[Given request]
In the data below, copy everything from the line containing "Please locate the man's ear" down to the line containing "Target: man's ear", keeping each line word for word and leaving out the picture.

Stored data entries

========

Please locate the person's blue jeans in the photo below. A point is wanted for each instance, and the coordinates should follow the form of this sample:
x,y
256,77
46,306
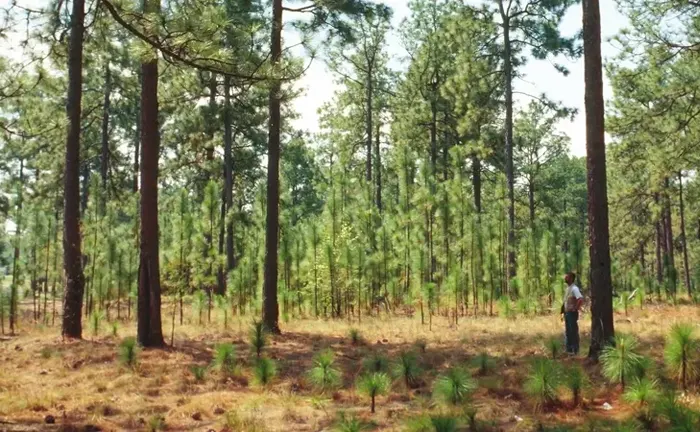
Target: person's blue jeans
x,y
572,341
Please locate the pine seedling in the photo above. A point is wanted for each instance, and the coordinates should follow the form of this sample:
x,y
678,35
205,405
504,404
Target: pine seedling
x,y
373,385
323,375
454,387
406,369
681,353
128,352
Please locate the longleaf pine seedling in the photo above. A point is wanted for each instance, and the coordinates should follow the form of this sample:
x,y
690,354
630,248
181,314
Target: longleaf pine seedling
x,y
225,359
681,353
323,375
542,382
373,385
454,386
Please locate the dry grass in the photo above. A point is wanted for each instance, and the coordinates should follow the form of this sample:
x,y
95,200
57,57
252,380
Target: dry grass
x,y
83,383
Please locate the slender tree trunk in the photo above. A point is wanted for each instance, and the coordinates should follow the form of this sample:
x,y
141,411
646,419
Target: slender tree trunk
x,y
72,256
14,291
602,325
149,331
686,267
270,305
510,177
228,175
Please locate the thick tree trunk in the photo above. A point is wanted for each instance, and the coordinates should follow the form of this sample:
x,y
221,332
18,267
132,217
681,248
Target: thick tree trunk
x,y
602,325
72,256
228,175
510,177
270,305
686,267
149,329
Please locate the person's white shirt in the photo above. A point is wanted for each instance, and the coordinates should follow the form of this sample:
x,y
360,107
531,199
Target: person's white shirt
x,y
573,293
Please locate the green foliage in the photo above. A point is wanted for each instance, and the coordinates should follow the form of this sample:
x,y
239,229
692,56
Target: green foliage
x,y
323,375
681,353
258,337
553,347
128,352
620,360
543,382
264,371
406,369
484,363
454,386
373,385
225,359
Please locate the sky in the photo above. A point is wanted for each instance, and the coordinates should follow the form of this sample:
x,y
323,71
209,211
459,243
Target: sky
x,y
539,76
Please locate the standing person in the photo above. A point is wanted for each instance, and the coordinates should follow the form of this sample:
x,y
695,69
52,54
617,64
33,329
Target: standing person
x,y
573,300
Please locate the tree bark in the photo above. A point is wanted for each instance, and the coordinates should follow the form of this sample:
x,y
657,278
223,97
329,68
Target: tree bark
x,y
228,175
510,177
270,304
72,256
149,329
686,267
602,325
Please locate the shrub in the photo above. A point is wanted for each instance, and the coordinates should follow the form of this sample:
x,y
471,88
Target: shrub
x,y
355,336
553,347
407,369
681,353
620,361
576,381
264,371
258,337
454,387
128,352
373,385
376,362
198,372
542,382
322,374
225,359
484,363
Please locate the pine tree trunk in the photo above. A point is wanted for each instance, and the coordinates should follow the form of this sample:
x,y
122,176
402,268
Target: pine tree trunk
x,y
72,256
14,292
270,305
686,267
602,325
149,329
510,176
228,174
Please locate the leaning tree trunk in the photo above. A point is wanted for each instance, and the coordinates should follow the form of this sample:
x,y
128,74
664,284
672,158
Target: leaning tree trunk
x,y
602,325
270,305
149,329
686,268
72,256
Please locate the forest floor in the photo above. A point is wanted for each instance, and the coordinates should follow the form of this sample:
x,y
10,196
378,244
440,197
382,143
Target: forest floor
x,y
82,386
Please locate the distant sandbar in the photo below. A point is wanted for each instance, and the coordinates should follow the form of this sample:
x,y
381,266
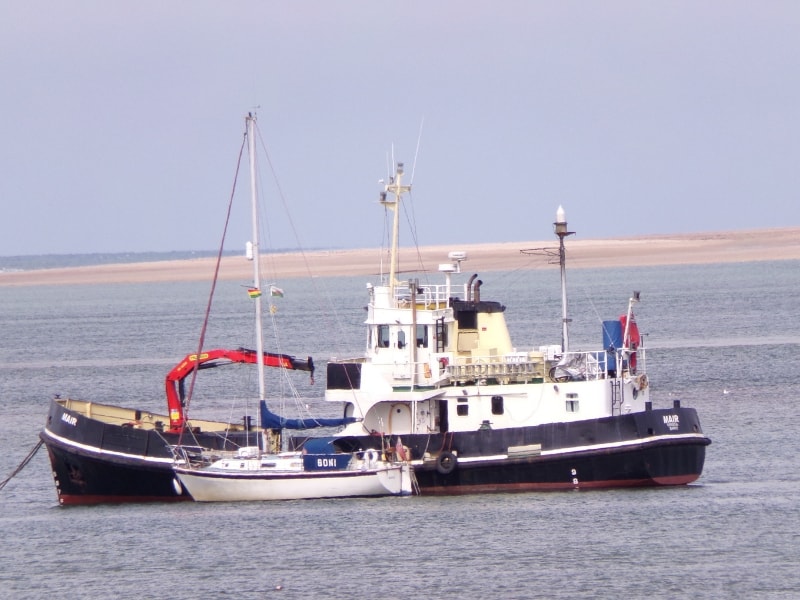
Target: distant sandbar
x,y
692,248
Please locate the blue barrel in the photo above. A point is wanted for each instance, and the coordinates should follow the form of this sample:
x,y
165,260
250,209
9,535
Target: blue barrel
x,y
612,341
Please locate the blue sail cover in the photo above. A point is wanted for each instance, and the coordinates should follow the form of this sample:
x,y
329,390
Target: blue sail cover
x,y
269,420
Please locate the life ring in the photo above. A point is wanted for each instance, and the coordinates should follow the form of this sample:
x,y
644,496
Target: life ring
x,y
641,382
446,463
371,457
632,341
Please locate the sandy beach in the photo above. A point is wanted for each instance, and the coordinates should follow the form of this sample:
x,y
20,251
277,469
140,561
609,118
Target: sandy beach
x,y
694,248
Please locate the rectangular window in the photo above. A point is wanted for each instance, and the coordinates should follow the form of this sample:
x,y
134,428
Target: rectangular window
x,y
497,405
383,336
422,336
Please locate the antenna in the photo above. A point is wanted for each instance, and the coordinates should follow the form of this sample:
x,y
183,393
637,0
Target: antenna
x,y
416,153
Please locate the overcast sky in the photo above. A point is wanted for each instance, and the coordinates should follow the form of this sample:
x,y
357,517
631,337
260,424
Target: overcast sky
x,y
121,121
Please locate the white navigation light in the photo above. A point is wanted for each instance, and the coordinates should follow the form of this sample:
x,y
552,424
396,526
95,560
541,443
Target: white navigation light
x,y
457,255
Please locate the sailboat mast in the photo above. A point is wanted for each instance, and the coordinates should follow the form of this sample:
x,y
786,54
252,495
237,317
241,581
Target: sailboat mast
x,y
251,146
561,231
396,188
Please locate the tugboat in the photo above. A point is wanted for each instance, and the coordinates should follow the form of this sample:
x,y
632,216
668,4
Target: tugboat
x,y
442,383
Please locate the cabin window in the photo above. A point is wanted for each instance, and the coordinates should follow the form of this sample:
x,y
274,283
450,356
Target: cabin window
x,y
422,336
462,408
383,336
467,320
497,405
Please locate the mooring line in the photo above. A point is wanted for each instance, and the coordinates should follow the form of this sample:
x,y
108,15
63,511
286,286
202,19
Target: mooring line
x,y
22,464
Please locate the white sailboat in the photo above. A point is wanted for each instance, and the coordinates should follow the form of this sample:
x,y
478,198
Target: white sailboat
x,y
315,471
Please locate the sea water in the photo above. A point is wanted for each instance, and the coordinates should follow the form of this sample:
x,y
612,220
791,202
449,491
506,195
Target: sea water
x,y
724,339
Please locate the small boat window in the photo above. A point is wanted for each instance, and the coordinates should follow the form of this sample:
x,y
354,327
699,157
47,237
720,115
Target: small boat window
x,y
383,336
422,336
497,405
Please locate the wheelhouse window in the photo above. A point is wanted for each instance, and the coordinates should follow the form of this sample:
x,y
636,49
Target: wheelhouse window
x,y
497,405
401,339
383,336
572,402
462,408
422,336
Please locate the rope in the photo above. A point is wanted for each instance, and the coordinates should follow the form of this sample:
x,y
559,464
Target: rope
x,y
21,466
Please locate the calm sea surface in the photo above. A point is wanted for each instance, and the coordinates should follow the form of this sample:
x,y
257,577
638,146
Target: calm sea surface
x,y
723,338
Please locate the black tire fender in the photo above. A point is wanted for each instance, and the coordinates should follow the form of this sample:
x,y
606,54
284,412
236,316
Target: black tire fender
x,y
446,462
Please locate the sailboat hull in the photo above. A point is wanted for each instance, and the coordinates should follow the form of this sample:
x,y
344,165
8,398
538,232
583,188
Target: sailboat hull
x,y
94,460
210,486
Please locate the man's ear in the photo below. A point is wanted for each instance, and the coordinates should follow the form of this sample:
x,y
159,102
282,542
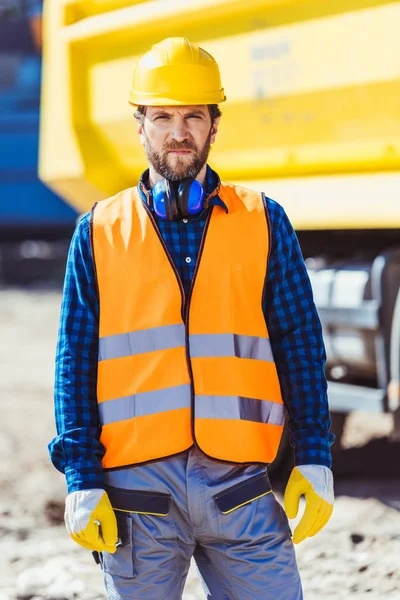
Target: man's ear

========

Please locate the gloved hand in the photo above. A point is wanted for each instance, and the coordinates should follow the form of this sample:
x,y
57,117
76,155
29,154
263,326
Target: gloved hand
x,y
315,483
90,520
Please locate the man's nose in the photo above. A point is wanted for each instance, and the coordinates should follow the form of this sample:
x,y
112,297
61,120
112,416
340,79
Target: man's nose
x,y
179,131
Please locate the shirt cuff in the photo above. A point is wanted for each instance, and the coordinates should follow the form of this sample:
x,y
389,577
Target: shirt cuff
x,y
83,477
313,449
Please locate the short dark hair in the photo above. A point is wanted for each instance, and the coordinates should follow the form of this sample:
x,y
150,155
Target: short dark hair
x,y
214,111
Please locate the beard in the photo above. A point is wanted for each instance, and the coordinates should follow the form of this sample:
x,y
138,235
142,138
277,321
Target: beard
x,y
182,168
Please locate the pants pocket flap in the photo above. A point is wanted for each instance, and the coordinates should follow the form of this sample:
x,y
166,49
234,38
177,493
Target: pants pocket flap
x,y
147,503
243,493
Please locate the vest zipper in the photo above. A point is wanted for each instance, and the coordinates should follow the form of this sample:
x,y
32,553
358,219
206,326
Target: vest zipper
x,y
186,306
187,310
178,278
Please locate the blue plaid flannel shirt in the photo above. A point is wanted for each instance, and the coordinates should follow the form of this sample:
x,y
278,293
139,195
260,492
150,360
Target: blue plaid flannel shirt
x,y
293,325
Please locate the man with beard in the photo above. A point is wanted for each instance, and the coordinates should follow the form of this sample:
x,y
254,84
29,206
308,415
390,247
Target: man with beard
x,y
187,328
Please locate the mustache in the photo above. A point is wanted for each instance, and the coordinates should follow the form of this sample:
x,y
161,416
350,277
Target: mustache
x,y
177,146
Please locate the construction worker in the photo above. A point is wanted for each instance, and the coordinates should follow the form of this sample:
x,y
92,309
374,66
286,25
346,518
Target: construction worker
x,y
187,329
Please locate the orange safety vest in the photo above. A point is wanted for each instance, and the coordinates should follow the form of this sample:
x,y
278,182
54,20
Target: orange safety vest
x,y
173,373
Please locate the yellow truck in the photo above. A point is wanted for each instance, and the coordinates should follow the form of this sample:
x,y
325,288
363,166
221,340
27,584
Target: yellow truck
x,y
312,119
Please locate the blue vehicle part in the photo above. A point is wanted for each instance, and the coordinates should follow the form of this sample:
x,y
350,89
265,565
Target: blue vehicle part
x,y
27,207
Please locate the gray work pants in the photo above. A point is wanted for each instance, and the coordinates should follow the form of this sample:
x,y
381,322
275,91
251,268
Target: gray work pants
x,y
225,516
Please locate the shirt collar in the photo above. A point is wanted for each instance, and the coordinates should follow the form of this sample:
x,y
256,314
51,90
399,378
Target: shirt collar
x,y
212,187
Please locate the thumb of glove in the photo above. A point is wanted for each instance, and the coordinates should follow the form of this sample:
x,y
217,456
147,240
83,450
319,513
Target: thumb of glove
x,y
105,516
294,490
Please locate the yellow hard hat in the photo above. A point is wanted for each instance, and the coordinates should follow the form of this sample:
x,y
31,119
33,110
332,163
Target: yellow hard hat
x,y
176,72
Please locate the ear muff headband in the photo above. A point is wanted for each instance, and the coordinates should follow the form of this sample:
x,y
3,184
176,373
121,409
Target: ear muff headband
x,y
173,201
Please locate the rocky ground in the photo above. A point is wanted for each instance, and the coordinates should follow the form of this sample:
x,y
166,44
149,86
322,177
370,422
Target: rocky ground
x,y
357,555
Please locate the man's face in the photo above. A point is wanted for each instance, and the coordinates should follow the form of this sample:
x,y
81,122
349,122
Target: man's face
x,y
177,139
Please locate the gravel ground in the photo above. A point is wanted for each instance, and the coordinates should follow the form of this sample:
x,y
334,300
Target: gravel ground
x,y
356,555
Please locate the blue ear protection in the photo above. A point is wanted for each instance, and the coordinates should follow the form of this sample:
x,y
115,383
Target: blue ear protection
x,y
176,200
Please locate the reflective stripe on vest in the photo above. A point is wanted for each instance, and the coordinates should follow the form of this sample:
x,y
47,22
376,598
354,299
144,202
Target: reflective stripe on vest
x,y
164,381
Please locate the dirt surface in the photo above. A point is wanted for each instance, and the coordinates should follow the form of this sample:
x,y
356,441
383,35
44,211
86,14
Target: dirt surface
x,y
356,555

========

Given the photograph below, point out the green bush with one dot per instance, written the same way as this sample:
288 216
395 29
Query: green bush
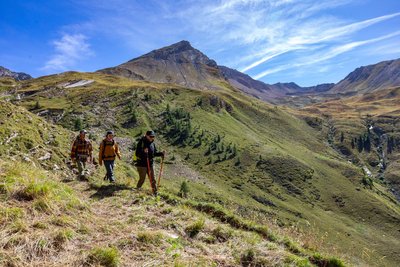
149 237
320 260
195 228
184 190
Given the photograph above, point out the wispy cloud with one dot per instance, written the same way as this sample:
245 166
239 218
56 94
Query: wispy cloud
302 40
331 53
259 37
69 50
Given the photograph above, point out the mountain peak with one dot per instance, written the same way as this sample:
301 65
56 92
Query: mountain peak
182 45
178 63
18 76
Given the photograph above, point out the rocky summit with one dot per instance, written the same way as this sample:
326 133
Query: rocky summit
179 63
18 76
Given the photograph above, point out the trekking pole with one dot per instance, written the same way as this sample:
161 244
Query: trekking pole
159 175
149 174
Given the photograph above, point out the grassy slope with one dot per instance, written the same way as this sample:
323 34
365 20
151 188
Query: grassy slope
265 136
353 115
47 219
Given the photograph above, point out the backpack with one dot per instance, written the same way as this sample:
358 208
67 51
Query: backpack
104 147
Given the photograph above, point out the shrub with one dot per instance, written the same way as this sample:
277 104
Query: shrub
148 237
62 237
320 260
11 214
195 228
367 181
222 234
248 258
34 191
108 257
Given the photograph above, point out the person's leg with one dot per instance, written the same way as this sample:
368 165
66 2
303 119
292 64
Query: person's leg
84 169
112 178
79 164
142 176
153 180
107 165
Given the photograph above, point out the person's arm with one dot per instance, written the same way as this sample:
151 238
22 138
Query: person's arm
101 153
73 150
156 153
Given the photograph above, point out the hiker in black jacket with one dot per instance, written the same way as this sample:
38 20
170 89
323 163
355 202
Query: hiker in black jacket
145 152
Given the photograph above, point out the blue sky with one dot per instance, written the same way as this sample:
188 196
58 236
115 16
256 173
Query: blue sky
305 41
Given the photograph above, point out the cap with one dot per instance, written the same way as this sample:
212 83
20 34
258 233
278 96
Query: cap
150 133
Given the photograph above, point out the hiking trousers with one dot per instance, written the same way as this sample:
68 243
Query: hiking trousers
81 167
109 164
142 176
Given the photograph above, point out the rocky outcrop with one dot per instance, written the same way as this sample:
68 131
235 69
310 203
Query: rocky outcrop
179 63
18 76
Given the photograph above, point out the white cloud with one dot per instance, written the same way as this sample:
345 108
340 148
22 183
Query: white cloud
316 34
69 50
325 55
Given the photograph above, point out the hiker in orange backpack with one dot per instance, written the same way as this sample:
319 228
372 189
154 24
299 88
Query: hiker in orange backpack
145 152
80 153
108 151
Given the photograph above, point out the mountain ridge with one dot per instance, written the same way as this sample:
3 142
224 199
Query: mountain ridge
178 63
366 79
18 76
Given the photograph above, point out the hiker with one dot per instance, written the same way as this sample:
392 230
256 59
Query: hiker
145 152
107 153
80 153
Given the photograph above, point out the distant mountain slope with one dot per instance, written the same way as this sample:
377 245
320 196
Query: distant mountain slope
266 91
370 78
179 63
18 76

========

[Written response]
Please locate the man's ear in the photo below. A point is wanted for each instance, and the coordinates should follow the form of this sample:
x,y
159,102
282,542
Target: man's ear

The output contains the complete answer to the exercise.